▸ **TASK DETAILS**
Retype the line with "the cabinet drawer" in it, then each line after it to the end of the data, word for word.

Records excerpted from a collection
━━━━━━━━
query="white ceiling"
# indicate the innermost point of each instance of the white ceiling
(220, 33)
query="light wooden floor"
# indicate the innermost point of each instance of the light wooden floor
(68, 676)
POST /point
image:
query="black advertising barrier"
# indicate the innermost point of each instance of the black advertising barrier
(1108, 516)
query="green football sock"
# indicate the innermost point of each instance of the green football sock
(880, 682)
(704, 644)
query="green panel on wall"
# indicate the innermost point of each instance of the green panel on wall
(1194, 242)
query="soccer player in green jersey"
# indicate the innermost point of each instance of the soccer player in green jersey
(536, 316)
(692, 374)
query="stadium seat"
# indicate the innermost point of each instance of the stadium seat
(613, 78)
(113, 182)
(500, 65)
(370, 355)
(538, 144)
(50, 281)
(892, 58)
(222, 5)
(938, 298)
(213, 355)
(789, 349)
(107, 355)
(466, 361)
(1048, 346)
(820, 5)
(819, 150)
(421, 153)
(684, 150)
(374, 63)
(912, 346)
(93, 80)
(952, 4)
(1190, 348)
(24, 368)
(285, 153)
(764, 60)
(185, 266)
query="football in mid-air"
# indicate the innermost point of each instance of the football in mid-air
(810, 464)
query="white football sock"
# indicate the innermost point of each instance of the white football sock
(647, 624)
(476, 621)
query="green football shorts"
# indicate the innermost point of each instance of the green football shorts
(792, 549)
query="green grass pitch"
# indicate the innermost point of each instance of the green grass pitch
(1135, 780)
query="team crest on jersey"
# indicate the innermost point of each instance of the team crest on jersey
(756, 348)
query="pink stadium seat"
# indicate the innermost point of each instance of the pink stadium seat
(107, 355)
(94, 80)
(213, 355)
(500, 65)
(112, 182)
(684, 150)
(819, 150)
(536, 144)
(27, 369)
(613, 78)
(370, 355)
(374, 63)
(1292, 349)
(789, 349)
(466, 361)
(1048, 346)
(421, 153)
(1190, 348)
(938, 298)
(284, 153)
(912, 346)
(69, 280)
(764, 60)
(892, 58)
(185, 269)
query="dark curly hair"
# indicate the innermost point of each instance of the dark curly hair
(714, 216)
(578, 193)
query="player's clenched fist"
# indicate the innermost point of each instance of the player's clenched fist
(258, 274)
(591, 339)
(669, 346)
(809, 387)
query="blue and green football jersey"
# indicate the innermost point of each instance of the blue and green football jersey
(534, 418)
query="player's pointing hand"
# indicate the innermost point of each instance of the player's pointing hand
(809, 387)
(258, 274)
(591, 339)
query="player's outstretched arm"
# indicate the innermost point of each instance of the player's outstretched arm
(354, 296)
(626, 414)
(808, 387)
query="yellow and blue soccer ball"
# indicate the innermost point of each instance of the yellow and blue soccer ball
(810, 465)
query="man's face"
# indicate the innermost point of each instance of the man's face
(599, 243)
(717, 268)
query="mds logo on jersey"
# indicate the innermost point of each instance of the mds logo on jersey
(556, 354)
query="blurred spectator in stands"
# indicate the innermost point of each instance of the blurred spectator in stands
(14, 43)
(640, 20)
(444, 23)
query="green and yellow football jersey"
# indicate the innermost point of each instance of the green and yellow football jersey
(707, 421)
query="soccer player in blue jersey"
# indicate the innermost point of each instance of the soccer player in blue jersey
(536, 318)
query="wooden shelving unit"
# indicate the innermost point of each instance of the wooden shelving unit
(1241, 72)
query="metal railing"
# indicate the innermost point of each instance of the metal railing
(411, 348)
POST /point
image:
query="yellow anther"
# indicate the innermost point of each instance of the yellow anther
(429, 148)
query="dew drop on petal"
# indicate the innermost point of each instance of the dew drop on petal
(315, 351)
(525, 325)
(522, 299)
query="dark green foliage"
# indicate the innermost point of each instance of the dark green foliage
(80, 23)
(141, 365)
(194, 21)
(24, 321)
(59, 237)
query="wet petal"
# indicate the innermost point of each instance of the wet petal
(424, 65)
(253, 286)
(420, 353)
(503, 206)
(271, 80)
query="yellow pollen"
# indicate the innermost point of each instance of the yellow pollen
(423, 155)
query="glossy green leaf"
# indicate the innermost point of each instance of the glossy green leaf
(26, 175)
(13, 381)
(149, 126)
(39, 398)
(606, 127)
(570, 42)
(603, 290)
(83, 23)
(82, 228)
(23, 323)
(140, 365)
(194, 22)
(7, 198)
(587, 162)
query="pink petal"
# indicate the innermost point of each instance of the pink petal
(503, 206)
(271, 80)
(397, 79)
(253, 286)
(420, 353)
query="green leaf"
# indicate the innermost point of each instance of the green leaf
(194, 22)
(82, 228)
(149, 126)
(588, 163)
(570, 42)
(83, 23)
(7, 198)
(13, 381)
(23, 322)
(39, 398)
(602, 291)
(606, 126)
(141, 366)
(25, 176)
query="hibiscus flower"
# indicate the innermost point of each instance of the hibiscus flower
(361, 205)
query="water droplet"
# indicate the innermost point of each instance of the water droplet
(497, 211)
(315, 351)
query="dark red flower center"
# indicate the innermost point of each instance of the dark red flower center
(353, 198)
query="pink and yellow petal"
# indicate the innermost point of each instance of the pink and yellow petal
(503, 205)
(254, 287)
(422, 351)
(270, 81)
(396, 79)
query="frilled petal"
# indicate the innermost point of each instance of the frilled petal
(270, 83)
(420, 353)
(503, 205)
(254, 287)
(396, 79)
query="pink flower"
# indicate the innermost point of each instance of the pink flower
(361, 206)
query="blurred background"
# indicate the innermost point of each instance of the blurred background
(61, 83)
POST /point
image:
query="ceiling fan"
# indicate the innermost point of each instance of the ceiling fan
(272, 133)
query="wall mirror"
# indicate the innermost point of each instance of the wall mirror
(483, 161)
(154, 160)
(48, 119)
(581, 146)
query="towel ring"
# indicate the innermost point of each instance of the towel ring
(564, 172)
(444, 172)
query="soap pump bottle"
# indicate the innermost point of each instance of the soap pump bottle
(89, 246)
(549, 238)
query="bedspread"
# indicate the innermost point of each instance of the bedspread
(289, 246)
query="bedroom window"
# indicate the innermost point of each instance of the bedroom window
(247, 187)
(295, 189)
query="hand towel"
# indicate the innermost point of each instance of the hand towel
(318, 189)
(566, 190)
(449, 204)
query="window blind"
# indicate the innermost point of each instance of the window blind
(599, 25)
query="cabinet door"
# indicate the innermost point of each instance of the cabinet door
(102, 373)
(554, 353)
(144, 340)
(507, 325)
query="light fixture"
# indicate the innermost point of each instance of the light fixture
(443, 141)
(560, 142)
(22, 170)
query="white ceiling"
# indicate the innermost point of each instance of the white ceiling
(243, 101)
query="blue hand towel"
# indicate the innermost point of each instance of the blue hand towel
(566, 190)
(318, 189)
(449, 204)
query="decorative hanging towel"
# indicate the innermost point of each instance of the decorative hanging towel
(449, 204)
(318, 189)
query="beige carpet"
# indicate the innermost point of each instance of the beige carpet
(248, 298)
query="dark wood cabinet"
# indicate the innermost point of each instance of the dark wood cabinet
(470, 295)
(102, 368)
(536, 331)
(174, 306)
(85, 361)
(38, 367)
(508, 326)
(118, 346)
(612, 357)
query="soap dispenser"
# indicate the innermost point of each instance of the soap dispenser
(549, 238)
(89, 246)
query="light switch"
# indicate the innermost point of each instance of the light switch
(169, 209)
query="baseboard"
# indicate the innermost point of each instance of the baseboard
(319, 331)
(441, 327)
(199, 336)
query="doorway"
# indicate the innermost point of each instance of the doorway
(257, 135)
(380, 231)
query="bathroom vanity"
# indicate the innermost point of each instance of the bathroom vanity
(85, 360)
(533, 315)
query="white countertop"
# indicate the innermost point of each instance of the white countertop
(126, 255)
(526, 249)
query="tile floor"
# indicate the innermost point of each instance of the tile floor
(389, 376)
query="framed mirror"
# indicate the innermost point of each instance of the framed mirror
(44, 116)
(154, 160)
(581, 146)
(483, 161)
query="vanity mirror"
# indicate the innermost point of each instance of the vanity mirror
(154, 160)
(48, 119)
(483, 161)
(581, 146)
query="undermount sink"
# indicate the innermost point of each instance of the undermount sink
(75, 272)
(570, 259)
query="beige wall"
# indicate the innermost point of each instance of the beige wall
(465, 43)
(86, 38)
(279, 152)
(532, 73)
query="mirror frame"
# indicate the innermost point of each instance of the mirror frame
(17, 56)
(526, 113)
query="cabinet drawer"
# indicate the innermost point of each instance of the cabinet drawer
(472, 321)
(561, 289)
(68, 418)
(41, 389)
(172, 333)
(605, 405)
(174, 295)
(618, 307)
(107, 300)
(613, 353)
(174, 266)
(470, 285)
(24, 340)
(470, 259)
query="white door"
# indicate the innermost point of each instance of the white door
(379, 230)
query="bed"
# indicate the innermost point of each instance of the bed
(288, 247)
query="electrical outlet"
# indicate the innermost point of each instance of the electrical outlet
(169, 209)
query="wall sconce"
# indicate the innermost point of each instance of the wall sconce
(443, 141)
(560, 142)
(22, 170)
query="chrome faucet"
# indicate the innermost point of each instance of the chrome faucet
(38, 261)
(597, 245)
━━━━━━━━
▸ **RESULT**
# indicate the innermost point of each instance of the cabinet drawer
(472, 321)
(561, 289)
(68, 418)
(41, 389)
(172, 333)
(605, 405)
(174, 295)
(618, 307)
(107, 300)
(613, 353)
(174, 266)
(470, 285)
(24, 340)
(470, 259)
query="white door"
# indicate the innermost point of each instance of the white door
(379, 230)
query="bed"
# indicate the innermost point of each instance of the bed
(288, 247)
query="electrical outlet"
# indicate the innermost point of each instance of the electrical outlet
(169, 209)
query="wall sconce"
# indicate the innermost point of each instance of the wall sconce
(443, 141)
(560, 142)
(22, 170)
query="chrome faucet"
# indicate the innermost point of each instance of the chrome faucet
(38, 261)
(597, 245)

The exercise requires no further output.